Action item.
In the records below, find the line containing "Where can you see the adult". Restate it and all the lines after it exactly, and omit the rest.

Recorded data:

»»

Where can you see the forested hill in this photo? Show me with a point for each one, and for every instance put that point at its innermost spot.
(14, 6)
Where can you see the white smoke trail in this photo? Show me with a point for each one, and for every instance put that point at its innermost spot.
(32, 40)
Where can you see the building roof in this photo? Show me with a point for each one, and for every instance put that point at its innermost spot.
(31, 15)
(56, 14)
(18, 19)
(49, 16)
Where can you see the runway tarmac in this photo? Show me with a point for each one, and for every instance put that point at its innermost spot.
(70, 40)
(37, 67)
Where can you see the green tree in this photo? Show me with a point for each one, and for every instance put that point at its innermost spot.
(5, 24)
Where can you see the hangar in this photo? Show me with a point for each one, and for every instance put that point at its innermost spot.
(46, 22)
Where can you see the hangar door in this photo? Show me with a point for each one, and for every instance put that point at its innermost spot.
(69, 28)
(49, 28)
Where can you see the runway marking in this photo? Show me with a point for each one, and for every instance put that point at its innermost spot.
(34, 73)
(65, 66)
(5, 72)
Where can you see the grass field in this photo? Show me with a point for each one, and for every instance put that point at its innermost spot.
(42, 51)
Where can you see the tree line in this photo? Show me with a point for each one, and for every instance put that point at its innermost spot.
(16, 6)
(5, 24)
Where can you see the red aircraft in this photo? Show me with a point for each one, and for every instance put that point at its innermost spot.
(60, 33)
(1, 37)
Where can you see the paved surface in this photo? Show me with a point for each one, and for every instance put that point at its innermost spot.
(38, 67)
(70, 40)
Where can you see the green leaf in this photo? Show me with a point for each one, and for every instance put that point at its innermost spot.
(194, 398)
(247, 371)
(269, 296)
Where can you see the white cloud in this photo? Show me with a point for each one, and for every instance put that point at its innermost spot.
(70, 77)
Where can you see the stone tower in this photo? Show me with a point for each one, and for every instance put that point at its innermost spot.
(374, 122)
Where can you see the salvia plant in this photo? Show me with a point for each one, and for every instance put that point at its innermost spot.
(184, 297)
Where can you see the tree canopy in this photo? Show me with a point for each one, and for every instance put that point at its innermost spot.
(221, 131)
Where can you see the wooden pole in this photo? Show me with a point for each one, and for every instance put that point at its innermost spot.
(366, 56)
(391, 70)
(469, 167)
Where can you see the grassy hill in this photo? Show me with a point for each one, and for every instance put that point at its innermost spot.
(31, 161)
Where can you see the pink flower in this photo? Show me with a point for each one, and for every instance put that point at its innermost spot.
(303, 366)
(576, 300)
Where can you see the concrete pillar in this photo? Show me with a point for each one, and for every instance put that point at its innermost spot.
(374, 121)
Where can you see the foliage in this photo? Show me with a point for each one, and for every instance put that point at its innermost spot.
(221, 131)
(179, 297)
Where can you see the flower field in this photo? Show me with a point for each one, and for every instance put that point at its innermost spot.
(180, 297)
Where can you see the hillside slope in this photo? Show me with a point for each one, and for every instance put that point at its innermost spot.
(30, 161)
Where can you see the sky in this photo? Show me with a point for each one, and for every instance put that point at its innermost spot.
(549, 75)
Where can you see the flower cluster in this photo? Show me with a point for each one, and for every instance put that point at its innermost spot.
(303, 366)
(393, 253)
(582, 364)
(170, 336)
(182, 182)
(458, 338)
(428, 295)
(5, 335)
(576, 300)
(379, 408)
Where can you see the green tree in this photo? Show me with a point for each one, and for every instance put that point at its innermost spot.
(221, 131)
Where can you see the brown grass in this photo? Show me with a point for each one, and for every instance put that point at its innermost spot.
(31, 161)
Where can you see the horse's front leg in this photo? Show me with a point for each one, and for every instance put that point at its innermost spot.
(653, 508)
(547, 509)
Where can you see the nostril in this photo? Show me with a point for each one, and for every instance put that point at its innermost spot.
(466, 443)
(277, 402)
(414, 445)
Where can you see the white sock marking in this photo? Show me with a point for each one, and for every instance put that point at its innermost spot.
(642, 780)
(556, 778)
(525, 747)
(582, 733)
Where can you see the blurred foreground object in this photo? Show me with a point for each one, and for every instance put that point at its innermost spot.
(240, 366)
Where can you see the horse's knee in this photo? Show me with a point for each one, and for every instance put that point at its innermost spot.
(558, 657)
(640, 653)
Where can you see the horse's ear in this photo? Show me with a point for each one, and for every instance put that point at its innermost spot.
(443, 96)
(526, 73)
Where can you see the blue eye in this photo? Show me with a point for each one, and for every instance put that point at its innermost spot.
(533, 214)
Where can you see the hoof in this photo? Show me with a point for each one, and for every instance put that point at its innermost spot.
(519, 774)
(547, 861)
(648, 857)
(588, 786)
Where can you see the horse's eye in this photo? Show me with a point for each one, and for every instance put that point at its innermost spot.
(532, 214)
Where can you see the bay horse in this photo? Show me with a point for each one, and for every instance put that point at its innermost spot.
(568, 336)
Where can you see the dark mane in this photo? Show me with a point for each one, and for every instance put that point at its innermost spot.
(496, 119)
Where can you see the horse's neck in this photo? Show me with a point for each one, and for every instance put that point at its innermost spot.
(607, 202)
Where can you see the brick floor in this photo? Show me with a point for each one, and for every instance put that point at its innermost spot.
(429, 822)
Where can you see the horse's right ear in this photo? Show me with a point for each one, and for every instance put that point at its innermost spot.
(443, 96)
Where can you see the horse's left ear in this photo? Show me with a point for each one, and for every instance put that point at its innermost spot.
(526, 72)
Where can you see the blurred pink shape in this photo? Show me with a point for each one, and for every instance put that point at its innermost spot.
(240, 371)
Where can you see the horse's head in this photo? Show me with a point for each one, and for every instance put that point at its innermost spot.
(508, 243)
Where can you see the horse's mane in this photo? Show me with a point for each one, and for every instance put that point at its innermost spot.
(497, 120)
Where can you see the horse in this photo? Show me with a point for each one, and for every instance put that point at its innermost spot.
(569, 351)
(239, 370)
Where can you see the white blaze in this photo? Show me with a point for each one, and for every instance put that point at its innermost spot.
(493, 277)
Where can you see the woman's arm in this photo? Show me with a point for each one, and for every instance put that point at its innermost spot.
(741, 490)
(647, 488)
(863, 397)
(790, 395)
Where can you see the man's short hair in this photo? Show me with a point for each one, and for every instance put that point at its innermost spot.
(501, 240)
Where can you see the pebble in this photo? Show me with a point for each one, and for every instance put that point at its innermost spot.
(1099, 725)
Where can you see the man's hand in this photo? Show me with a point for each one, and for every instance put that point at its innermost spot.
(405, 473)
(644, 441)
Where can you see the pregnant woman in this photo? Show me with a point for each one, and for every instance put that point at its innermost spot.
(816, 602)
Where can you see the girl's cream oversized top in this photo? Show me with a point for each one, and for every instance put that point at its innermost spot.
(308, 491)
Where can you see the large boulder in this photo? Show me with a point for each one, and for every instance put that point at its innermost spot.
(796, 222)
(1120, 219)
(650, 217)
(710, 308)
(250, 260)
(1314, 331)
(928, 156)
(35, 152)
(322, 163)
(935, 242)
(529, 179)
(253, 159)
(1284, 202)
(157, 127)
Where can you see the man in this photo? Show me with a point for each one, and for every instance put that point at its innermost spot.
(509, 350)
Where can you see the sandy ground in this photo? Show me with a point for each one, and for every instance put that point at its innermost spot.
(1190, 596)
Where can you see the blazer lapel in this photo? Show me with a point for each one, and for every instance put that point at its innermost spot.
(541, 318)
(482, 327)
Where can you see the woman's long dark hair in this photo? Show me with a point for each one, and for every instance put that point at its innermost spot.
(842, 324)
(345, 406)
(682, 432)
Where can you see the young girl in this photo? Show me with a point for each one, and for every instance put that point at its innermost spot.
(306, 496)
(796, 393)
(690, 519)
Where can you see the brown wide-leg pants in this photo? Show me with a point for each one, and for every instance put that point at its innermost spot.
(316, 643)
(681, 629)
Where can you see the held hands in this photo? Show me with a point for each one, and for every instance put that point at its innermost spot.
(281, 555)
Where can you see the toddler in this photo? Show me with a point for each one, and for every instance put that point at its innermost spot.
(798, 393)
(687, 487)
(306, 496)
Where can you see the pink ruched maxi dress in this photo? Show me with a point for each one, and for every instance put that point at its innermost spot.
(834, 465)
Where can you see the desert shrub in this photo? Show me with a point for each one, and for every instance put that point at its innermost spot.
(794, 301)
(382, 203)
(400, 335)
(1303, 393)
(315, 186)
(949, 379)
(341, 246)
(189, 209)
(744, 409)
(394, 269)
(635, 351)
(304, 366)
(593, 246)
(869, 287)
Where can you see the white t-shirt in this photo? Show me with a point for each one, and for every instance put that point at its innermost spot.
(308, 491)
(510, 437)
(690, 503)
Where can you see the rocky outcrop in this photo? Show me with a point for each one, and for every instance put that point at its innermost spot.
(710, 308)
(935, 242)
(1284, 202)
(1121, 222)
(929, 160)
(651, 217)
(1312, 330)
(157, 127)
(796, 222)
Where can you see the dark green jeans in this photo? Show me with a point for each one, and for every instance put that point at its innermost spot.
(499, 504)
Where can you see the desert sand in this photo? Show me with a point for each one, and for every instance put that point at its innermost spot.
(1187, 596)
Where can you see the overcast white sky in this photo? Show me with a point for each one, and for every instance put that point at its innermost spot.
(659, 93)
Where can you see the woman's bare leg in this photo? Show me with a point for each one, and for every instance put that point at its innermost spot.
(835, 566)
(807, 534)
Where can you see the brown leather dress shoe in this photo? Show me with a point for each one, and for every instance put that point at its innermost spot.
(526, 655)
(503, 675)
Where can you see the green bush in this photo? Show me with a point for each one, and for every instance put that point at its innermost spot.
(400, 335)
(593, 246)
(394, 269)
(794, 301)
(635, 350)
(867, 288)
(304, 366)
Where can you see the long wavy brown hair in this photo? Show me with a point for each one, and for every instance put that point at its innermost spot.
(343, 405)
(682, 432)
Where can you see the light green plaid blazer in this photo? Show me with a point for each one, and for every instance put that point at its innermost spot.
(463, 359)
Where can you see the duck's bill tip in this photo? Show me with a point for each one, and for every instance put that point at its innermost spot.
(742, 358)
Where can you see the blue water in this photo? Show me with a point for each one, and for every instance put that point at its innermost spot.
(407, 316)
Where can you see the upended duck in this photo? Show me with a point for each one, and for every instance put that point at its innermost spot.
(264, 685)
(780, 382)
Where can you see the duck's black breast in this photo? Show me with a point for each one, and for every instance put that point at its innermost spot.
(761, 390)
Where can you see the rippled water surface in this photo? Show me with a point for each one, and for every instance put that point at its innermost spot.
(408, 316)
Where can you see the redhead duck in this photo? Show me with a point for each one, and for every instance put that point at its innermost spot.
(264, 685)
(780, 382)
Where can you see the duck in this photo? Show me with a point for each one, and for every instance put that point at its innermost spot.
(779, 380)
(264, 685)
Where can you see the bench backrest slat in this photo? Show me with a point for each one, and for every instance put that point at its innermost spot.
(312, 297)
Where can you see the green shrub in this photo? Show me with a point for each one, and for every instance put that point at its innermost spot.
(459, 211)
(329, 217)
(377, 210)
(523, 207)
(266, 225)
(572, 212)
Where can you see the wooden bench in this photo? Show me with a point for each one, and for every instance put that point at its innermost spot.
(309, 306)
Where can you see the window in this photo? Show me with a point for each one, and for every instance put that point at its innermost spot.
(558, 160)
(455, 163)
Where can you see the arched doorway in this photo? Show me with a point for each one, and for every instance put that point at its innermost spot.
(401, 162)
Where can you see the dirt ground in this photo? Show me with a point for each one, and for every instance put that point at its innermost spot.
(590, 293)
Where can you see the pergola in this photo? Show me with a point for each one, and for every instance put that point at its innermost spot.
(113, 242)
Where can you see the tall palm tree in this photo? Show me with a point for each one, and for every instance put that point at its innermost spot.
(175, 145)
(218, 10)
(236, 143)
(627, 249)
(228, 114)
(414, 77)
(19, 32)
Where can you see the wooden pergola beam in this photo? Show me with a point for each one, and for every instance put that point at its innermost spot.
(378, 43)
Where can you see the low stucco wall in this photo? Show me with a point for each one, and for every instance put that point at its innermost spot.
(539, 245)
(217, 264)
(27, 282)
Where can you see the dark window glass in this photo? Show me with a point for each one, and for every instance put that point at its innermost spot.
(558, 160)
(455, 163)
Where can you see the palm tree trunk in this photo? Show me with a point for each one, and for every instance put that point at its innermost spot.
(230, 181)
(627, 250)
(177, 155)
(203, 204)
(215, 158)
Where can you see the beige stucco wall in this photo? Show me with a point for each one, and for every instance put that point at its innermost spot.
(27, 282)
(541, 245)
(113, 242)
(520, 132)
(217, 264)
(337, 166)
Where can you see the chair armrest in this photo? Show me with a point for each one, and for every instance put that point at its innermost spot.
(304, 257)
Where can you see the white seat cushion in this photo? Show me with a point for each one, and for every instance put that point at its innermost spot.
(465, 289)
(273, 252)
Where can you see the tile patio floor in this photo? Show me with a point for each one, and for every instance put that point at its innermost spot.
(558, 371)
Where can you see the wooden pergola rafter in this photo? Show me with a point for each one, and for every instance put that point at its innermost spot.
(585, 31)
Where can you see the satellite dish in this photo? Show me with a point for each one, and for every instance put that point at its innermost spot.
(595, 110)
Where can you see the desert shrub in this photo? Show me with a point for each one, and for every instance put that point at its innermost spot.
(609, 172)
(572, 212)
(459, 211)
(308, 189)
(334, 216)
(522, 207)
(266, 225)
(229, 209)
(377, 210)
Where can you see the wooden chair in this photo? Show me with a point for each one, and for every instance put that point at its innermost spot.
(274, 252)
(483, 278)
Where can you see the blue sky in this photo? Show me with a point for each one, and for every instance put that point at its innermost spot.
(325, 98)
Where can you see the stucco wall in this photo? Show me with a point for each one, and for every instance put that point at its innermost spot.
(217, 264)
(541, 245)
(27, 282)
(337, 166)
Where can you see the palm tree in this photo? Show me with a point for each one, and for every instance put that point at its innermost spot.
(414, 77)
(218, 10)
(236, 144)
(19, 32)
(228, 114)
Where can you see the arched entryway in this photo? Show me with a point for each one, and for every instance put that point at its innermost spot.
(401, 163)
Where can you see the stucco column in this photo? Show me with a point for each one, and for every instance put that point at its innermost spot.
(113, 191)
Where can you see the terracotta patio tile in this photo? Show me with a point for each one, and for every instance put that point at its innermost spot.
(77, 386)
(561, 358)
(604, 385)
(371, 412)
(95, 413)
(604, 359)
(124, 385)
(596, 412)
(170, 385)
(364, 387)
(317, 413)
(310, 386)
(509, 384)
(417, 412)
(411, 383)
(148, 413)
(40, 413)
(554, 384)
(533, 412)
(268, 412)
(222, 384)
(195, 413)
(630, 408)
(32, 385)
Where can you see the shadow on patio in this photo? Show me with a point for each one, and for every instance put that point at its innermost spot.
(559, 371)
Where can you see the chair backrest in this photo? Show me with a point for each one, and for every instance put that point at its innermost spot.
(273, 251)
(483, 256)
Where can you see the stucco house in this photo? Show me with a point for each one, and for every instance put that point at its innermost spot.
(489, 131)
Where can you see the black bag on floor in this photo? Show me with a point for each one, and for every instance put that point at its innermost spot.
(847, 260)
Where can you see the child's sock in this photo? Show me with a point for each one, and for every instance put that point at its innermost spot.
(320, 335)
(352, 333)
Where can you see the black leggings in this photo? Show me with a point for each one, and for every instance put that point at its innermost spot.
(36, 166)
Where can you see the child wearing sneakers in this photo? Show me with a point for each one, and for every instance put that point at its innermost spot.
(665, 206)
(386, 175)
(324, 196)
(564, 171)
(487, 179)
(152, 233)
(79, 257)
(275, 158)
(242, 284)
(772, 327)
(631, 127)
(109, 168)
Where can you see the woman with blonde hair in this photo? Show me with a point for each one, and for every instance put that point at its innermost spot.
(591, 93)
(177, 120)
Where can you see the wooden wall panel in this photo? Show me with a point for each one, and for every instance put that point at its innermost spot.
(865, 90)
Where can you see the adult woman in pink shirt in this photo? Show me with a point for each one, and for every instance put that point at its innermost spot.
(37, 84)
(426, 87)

««

The completed task.
Where can you see the adult woman in pink shirt in this photo? Show me with a point for each one, and for every instance put that point at its innermost spot.
(37, 84)
(426, 87)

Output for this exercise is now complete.